> **EXERCISE**
Count the lines in the items below that contain the word "rough". Reply with the number alone.

> **DATASET CONTENT**
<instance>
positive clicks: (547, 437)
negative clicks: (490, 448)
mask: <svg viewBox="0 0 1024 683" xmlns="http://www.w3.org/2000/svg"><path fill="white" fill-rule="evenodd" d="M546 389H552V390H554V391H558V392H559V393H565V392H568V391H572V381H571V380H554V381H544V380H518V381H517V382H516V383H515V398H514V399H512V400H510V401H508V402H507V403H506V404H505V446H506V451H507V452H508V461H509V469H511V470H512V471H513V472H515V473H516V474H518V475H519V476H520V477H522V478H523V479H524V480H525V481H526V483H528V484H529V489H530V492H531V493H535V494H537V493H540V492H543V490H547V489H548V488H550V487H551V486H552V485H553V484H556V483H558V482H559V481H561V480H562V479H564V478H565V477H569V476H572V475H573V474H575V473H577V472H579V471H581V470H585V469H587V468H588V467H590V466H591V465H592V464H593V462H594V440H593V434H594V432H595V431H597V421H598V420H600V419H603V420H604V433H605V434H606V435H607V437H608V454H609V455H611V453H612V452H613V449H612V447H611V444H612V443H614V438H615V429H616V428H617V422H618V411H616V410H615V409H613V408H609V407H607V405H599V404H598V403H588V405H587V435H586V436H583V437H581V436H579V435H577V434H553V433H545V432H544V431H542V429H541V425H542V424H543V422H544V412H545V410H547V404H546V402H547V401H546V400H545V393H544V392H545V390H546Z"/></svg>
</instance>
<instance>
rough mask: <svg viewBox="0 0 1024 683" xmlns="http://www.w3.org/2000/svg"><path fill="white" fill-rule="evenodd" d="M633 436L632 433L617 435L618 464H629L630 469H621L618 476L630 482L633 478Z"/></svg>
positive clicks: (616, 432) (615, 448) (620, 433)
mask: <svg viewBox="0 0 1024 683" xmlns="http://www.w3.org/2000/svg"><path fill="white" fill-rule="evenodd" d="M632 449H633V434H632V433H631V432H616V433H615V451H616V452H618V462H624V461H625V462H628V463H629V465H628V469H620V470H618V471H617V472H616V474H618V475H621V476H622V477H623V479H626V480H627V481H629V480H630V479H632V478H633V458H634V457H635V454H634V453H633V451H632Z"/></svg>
--
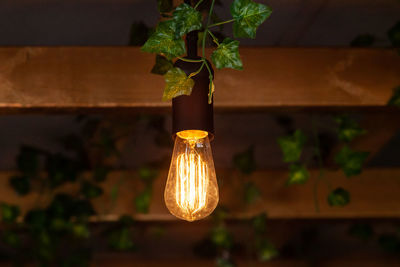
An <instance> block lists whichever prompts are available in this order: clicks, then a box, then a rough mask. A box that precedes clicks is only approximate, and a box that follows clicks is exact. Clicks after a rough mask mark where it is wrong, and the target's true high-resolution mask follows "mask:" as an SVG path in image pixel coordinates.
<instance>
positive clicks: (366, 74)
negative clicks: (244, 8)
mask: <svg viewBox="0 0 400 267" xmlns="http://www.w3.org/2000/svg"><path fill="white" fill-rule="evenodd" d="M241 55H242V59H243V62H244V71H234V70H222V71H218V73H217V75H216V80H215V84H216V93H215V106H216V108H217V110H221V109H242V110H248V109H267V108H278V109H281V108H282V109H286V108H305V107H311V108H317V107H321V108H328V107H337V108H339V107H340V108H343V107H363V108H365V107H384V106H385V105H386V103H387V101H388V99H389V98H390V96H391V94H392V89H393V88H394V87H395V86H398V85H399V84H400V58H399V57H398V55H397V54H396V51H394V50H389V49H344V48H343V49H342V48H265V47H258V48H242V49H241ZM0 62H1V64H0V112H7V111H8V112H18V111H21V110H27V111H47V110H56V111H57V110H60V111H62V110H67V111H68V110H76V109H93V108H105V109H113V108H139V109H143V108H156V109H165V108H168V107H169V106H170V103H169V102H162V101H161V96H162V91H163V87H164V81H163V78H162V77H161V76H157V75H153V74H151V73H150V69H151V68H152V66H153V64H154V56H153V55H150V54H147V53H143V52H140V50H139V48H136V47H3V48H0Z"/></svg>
* * *
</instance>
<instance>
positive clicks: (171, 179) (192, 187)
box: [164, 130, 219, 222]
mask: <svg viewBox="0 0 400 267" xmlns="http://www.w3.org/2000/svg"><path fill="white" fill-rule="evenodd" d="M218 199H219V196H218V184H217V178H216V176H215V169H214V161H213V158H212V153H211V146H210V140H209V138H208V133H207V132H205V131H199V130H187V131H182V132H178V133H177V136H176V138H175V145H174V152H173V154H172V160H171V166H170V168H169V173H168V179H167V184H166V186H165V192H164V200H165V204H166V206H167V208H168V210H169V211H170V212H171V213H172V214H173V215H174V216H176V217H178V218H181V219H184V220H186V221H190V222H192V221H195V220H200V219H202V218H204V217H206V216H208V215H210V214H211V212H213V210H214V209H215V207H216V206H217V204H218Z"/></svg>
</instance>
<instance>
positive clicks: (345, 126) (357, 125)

> **ANSWER TO THE PROBLEM**
2